Passage shown |
##############################

# Avestan: kauui



## Artaxerxes I

Dear forum members,

there is one avestan term, which still puzzles me after all these years: _kauui_ (> mp. _kay_ > np. _kay_/_key_)

In the Gatha-hymns the Kauuis together with the Karapans and Usijs are condemned for their ethical and ritual behavior and are accused of destroying the existence of [the good] mortals. I know that based on early translations, the term kauui was believed to refer to rulers/princelings, obviously under the influence of middlepersian and newpersian sources, in which the persons with the title kay (< av. _kauui_) were concepted as kings of a common dynasty (mp. _kayān_ - "kayanid"). But by comparison with the vedic cognate _kaví_ - "seer, poet, wise man", it got clear, that av. _kauui_ rather refers to an old iranian reflex of the supposed indoiranian poetpriests/seers (PII* _kawHíš_).

Gathic and young avestan testimony shows us, that the term Kauui was not entirely condemned and demonized, since in the Gathas the famous zarathustrian ally and patron Vištāspa carries the title kauui and some Yashts contain a list of reknowned sacrificers and hereos, who all bear the title kauui (and were later embedded into one dynasty named after their common title --> mp. _kayān _- "kayanid").

##############################

Record list |

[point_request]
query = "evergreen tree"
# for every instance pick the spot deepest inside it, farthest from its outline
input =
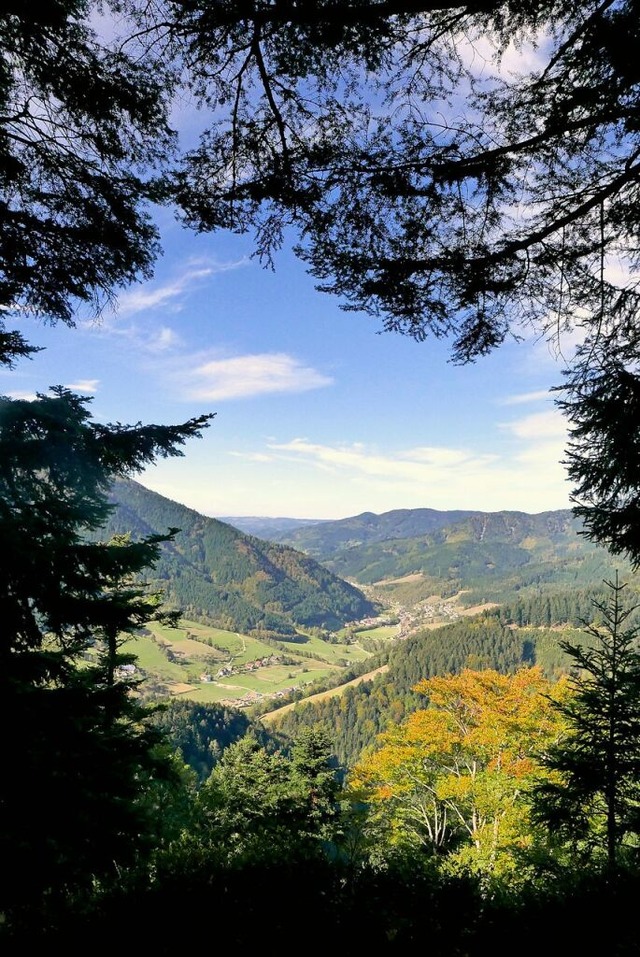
(81, 760)
(594, 800)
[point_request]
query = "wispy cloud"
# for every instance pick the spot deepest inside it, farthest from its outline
(538, 426)
(242, 377)
(526, 397)
(419, 464)
(529, 477)
(84, 385)
(151, 296)
(23, 396)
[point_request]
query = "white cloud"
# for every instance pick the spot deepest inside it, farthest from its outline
(150, 296)
(23, 396)
(163, 339)
(530, 478)
(84, 385)
(241, 377)
(252, 456)
(526, 397)
(539, 426)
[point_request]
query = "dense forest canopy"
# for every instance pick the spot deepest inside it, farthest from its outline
(458, 170)
(430, 174)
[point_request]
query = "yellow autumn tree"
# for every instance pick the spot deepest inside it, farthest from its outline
(452, 780)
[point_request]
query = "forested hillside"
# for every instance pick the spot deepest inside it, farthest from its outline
(212, 571)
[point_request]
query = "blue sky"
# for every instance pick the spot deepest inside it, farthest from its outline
(319, 414)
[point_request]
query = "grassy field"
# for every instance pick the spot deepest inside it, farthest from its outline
(211, 666)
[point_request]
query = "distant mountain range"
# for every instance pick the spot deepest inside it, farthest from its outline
(235, 581)
(315, 573)
(409, 554)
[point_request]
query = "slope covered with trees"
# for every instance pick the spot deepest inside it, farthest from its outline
(211, 571)
(331, 121)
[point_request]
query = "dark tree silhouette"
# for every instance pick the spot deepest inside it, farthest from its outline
(595, 802)
(80, 758)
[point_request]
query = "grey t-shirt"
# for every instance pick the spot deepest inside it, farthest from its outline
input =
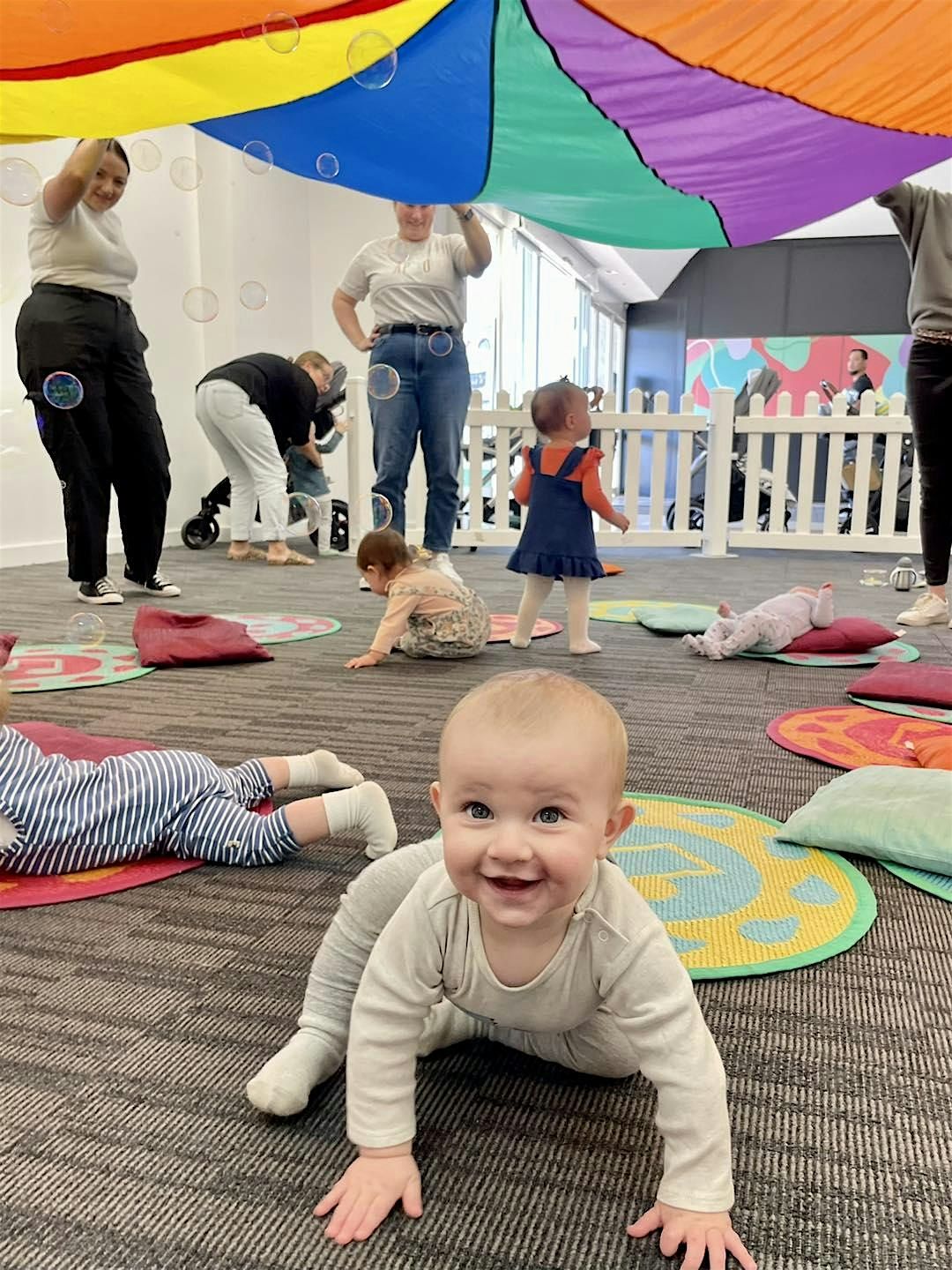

##############################

Carry on the forum post about the Avestan term kauui, picking up right after its last sentence.

Written response |
My question is: is Mary Boyce in her book "A History of Zoroastrianism Vol 1" right, when she suppose that the term kauui in the Avesta has got at least two connotations/meanings, namely as "seer, wise man, mantic poet" and "a ruler [endowed with the gift of Prophecy]"?

Could it also be, that all persons with the prefixed title kauui were originally powerful and reknowned poet-priests and seers, who only later were potrayed as earthly rulers of a common dynasty? Personally, i stick to this conclusion, because _kauui_/_kay_ is never used as a common synonym for terms like av. _daŋ́hupaiti_, mp. _dahībed _or mp./np. _šāh; _it exclusively refers to the members of the kayanid dynasty.

What is your personal opinion on this matter? I can not get this matter out of my mind.

Thanks in Advance!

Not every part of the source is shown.